DATA LISTING ▸
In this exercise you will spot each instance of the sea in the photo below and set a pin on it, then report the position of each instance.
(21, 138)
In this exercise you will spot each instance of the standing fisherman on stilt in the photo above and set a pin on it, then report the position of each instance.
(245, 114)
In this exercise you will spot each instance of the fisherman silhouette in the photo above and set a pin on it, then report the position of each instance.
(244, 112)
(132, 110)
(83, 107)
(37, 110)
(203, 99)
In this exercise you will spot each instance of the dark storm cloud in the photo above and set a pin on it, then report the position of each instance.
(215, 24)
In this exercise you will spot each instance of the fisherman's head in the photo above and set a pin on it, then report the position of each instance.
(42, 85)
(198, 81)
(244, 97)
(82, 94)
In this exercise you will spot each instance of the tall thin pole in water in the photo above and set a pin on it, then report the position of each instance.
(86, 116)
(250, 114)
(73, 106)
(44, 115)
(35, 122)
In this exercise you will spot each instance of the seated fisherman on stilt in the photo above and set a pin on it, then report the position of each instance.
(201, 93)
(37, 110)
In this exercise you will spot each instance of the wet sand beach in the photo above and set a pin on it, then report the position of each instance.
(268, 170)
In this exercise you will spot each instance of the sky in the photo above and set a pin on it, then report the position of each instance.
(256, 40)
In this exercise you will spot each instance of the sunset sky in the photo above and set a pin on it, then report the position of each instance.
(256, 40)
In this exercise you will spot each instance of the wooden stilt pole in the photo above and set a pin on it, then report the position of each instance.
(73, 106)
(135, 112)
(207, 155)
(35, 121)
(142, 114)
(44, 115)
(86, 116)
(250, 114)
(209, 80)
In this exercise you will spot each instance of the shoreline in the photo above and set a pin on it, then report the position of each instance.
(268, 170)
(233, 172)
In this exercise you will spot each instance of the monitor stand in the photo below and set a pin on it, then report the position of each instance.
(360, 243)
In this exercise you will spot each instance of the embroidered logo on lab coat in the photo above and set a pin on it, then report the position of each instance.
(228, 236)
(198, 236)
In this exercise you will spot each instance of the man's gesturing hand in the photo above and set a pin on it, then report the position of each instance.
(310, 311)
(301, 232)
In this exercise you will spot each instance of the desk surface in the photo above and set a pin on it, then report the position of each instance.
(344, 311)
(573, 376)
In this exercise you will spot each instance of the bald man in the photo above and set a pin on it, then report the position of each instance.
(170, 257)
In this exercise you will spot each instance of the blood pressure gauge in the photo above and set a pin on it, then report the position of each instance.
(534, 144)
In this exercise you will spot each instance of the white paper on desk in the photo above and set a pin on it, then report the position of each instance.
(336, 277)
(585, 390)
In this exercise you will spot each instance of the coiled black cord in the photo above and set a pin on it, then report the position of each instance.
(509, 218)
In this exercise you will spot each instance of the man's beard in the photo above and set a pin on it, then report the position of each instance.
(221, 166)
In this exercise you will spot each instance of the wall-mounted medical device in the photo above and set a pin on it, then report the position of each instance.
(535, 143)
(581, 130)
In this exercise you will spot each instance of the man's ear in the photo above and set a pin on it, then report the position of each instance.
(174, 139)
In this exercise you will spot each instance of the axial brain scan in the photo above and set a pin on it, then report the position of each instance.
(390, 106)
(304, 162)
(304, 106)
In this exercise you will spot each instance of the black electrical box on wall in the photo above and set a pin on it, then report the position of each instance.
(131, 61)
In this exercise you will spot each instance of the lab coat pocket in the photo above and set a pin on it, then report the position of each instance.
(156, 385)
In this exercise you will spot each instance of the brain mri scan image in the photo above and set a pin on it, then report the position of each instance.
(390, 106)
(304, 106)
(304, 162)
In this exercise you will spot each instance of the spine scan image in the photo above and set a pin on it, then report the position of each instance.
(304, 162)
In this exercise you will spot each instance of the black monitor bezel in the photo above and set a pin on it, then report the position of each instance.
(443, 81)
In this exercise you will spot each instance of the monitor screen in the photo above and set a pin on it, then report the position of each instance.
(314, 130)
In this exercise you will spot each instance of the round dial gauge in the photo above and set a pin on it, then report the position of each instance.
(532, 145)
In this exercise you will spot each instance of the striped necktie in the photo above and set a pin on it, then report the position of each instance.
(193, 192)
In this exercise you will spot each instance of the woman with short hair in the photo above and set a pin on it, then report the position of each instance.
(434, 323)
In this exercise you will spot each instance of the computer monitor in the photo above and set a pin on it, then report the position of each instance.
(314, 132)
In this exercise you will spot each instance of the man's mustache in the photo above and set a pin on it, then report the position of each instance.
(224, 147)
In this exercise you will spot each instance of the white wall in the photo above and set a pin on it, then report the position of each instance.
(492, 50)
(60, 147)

WHAT TO WORK ON ▸ Rewrite the lines above, replacing "set a pin on it" with "place a marker on it" everywhere it occurs and leaving all other wording unchanged.

REPLY TO THE TASK ▸
In this exercise you will spot each instance of the sea in the photo below and place a marker on it, then report the position of each instance.
(21, 138)
In this exercise you will spot each instance of the standing fisherman on stilt in the photo above and place a marker on it, then report the position of each instance.
(245, 114)
In this exercise you will spot each instance of the fisherman silhouette in the photo above and place a marker on it, then report the position of each instance.
(244, 112)
(132, 110)
(83, 107)
(37, 110)
(203, 99)
In this exercise you will spot each instance of the dark storm cloud in the photo above and place a marker on it, then report the position of each instance.
(215, 24)
In this exercise you will spot each instance of the fisherman's head in the photo above and place a marker on it, then report the position of each instance.
(42, 85)
(198, 81)
(244, 97)
(82, 94)
In this exercise you will spot each instance of the tall thin pole in water in the photo above and place a marker on it, then report the position of each instance.
(86, 116)
(250, 114)
(73, 106)
(44, 115)
(35, 122)
In this exercise you will spot each instance of the seated fisherman on stilt in the photo above and place a marker on it, then report the position of each instance.
(201, 93)
(37, 110)
In this exercise you will spot each instance of the wet sand beach in the photo above and place a marker on it, then report the position of each instance.
(268, 170)
In this exercise you will spot each instance of the sky in the photo above and place a marker on it, then report the position of each instance.
(256, 40)
In this exercise you will spot each instance of the sunset sky in the photo above and place a marker on it, then report the position of each instance.
(256, 40)
In this exercise you will spot each instance of the wooden stilt pole in the photo above and place a marker on it, then report the position of each instance.
(73, 106)
(135, 112)
(207, 155)
(35, 121)
(142, 114)
(44, 115)
(86, 116)
(250, 114)
(209, 80)
In this exercise you will spot each instance of the shoreline in the photo above and place a marker on it, then report the position of each instance.
(268, 170)
(233, 172)
In this exercise you will spot each instance of the monitor stand in the photo below and place a marker on it, then report the position of each instance.
(360, 243)
In this exercise you will spot each instance of the embroidered logo on lab coat in the photo above and place a marker on it, then report the position of each instance.
(228, 236)
(198, 236)
In this exercise you will spot each instance of the man's gesturing hand in the photo above and place a marker on it, then report the position of each instance.
(310, 311)
(301, 232)
In this exercise you will spot each instance of the desk surface in the photo above and place a marker on it, then report the position of each instance.
(344, 311)
(573, 376)
In this exercise you will spot each instance of the bald man in the photo above and place a marker on it, then report the position of each instance.
(170, 257)
In this exercise you will spot each instance of the blood pressure gauge in the photo above and place a marker on it, then report the position of each instance.
(534, 144)
In this exercise you will spot each instance of the white paper on desk in the photo above and place a marker on it, then report the position of each instance.
(336, 277)
(585, 390)
In this exercise you will spot each instance of the coiled black cord in the photo above and place a marker on it, then report the position of each instance.
(509, 218)
In this exercise you will spot each instance of the man's beard in the photo above and place a marker on it, then report the position of each instance.
(221, 166)
In this exercise you will spot each instance of the wall-mounted medical device in the photo above and place a marker on it, then report the position of each instance.
(535, 143)
(581, 130)
In this exercise you will spot each instance of the man's ear in the photo above and place a marker on it, then report the position of each instance.
(174, 139)
In this exercise you will spot each instance of the axial brain scan in the photo above and place a marker on it, then report the position of each instance.
(390, 106)
(304, 162)
(304, 106)
In this exercise you will spot each instance of the black electrical box on wall in the photo above and place a marker on it, then report the position of each instance.
(131, 61)
In this exercise you will spot each instance of the lab coat pocket in the photo above and place a marker on it, then report the position of each instance.
(156, 385)
In this exercise you will spot each instance of the brain mri scan image in the photo above and place a marker on it, then report the position of each instance.
(390, 106)
(304, 106)
(304, 162)
In this exercise you will spot each instance of the spine scan image in the photo above and place a marker on it, then report the position of each instance.
(304, 162)
In this exercise you will spot each instance of the black monitor bezel in the photo above and place a marker on it, then report the position of each instance.
(443, 81)
In this exercise you will spot each instance of the monitor screen in the photo above and place a marker on it, then report the position of each instance.
(314, 130)
In this exercise you will spot each instance of the round dial gauge in the photo above and place a marker on it, then report the position of each instance.
(532, 145)
In this exercise you will spot each instance of the striped necktie in the photo above and place a marker on it, then report the position of each instance.
(193, 192)
In this exercise you will spot each instance of the woman with short hair in the photo above and place a marker on it, then report the position of each instance.
(434, 323)
In this exercise you will spot each instance of the computer monitor in the photo above and place a marker on it, then report the position of each instance.
(314, 132)
In this exercise you will spot each instance of the man's mustache in the photo above and place a marker on it, then report the position of each instance.
(224, 147)
In this exercise you will spot each instance of the white wall in the photo above and place a marker on it, then report the position of each instance.
(492, 50)
(60, 147)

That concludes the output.